## Start DOCUMENT

Mr. Wilder's interest in agriculture and labors to promote its improvement were hardly less than those in horticulture. The first organized effort in which he joined in this behalf was on the first Saturday in April, 1840, when several gentlemen who felt that nothing is so conducive to right thinking as good eating and drinking met at the Exchange Coffee House to form a club to dine together monthly for conversation and the interchange of opinions relating mainly to agriculture. This association was named the Massachusetts Agricultural Club, and its meetings have been held regularly until the present time. The first President was Cheever Newhall, who continued in that position until his death in 1878, when he was succeeded by Mr. Wilder, whose incumbency also was terminated only with his life. It was around this social board that many of the projects for the advancement of agriculture in which Mr. Wilder took a leading part were discussed and brought into shape. The first of these was the Norfolk Agricultural Society, formed in February, 1849, when he was chosen President. In his first address before this Society he urged the importance of agricultural education the first general effort for the promotion of this interest in our country. Governor Briggs, Lieutenant Governor Reed, Daniel Webster, Edward Everett, Robert C. Winthrop, Ex-Governor Lincoln of Massachusetts, Ex-Governor Hill of New Hampshire, Charles Francis Adams, Josiah Quincy, Sr., Josiah Quincy, Jr., Gen. H. A. S.

Dearborn, Horace Mann, and many others of national reputation were among his hearers. This effort ultimately bore fruit in the Massachusetts Agricultural College. He was President of this Society for twenty years and on his retirement was constituted Honorary President in acknowledgment of his services. In February, 1886, Henry O. Hildreth, for many years Secretary of the Norfolk Agricultural Society, presented a complete set of the "Transactions" of that Society to the library of the Massachusetts Horticultural Society, in memory of Mr. Wilder's twenty years' presidency.

## End DOCUMENT

CHALLENGES >>
1 - Decide whether each statement agrees with the passage on Mr. Wilder, answering yes or no and quoting the words of the passage that settle it: (a) the Massachusetts Agricultural Club was formed at the Exchange Coffee House; (b) Cheever Newhall served as the club's President until 1849; (c) Mr. Wilder was President of the Norfolk Agricultural Society for twenty years.
2 - Report each line of the records below that contains the word "wooden".

## Start RECORDS PROVIDED

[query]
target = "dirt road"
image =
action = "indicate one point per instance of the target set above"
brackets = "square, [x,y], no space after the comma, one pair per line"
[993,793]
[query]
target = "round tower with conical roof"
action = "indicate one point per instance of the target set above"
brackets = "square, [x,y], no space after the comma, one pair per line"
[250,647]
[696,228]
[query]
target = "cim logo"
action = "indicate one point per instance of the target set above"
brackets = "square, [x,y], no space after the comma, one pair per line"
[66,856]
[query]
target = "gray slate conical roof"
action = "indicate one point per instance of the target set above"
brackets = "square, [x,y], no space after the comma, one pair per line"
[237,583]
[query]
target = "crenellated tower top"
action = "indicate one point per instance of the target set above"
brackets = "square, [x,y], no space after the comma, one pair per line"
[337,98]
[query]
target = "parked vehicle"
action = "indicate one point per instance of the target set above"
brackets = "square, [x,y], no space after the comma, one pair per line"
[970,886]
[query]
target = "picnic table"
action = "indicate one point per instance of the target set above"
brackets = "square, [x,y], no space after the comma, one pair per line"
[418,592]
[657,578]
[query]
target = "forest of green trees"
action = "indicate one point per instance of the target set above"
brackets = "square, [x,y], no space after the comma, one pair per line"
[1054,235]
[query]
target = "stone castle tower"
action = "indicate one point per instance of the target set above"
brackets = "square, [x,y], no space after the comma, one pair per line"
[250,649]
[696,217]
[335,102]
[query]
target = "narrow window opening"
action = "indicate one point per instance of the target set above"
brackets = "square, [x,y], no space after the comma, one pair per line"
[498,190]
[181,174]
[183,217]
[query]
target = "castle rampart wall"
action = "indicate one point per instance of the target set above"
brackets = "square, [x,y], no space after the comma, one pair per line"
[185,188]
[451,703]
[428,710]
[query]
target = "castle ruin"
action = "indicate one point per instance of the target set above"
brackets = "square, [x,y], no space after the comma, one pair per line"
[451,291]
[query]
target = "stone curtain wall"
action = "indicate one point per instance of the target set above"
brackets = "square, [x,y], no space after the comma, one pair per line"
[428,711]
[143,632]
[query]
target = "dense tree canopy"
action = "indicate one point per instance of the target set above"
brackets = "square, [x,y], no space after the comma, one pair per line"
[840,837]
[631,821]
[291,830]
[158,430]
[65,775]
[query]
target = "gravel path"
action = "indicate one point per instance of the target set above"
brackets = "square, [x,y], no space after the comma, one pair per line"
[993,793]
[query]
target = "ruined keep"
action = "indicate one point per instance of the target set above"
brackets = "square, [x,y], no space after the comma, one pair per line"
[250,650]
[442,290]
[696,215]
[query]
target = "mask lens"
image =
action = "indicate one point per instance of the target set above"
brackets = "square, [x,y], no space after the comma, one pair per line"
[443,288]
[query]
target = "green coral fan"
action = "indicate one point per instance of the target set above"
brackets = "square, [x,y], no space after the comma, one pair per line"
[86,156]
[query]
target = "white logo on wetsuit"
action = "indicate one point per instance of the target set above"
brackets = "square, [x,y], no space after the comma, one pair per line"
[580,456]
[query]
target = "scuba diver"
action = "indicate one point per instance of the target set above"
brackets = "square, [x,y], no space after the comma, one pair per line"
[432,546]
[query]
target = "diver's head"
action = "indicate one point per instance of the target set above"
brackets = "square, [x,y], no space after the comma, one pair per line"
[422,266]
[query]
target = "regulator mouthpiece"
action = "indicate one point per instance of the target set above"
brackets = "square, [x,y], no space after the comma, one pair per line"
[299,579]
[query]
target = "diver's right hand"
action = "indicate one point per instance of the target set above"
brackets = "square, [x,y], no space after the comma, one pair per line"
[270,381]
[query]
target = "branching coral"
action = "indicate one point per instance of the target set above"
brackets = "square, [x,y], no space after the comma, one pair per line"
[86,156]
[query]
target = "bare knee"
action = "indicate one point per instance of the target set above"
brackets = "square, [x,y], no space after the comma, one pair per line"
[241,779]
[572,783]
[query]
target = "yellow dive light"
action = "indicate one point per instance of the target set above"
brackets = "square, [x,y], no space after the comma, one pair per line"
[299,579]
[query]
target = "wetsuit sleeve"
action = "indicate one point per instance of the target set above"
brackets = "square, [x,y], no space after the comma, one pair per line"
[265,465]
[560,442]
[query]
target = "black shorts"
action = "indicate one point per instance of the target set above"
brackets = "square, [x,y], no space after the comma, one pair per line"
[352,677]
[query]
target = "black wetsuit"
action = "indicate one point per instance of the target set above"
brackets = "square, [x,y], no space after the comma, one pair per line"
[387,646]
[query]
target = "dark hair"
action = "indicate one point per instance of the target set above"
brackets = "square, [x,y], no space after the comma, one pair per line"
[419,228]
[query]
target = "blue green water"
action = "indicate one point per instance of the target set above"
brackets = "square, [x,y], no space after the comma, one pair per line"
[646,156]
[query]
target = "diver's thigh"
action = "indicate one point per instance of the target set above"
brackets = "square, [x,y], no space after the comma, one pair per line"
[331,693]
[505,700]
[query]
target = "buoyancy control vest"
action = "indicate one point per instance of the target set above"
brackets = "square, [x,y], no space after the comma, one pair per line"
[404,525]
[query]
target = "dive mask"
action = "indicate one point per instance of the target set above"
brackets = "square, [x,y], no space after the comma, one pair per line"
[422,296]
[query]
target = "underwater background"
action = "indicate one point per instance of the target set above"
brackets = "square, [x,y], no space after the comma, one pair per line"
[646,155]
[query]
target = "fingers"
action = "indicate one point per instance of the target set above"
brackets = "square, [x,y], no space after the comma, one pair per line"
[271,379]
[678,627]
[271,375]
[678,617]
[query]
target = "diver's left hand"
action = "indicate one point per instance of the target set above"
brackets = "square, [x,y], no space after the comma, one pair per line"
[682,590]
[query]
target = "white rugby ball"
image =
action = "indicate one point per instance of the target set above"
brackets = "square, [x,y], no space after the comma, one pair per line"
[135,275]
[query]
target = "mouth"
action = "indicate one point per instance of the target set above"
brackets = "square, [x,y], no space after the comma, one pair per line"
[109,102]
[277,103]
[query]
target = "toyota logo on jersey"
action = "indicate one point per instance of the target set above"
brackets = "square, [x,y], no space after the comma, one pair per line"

## End RECORDS PROVIDED
## Start RECORDS PROVIDED

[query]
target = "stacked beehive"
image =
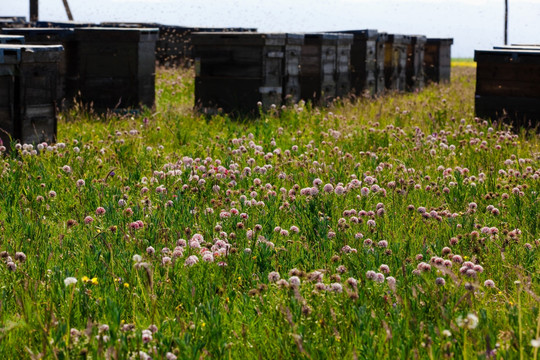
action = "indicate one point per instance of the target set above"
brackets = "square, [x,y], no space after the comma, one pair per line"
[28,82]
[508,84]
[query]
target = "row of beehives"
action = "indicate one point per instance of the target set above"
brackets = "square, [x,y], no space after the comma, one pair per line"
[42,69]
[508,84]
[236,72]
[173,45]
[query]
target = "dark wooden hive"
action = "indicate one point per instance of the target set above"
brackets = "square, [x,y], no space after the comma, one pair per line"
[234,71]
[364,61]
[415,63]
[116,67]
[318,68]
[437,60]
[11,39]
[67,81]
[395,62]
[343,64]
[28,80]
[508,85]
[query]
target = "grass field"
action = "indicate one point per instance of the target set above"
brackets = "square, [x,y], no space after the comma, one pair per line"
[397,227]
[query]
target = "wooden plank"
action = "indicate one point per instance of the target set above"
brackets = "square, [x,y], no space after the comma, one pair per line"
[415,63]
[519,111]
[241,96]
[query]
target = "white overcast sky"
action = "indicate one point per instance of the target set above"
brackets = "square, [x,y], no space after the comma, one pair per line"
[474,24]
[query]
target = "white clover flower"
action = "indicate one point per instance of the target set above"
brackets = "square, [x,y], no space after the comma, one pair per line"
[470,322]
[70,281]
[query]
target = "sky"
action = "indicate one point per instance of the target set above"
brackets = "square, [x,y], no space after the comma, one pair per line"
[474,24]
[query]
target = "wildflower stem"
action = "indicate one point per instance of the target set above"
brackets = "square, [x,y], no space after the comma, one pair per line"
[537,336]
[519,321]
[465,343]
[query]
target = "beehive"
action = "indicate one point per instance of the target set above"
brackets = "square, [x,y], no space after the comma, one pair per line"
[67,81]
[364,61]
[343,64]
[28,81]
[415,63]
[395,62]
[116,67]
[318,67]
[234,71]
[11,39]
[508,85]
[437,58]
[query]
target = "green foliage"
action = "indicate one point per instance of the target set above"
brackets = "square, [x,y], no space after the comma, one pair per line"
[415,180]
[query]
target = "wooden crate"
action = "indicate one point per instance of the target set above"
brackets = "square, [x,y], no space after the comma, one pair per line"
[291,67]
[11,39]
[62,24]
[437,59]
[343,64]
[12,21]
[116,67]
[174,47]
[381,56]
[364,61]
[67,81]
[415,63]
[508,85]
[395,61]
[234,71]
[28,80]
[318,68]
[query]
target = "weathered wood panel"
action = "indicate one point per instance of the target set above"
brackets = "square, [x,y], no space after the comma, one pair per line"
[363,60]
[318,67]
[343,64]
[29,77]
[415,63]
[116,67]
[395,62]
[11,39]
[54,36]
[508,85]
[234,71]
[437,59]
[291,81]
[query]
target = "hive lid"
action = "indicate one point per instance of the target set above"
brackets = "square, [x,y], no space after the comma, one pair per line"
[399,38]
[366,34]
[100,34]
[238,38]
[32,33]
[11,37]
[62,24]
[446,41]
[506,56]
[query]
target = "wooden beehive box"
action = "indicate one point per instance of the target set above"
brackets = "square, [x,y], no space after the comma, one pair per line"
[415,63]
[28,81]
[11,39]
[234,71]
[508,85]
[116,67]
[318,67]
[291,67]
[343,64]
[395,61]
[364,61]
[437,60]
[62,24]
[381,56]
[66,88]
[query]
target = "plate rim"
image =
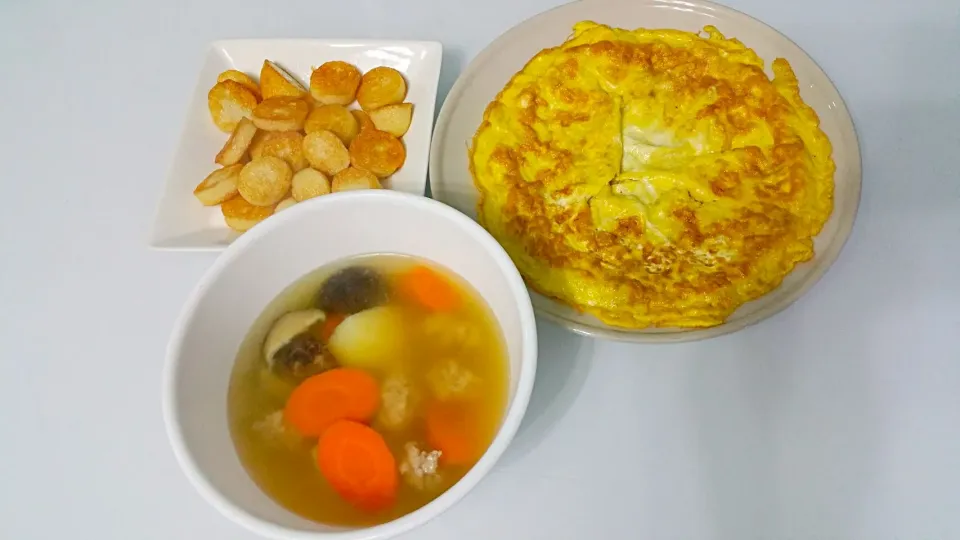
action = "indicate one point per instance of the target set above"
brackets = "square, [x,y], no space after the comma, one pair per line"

## End RECORDS PROVIDED

WORKED SOLUTIONS >>
1 -
(a) Yes: "met at the Exchange Coffee House to form a club"
(b) No: "continued in that position until his death in 1878"
(c) Yes: "He was President of this Society for twenty years"

2 -
target = "dark wooden hive"
target = "wooden plank"
target = "wooden crate"
target = "wooden beehive box"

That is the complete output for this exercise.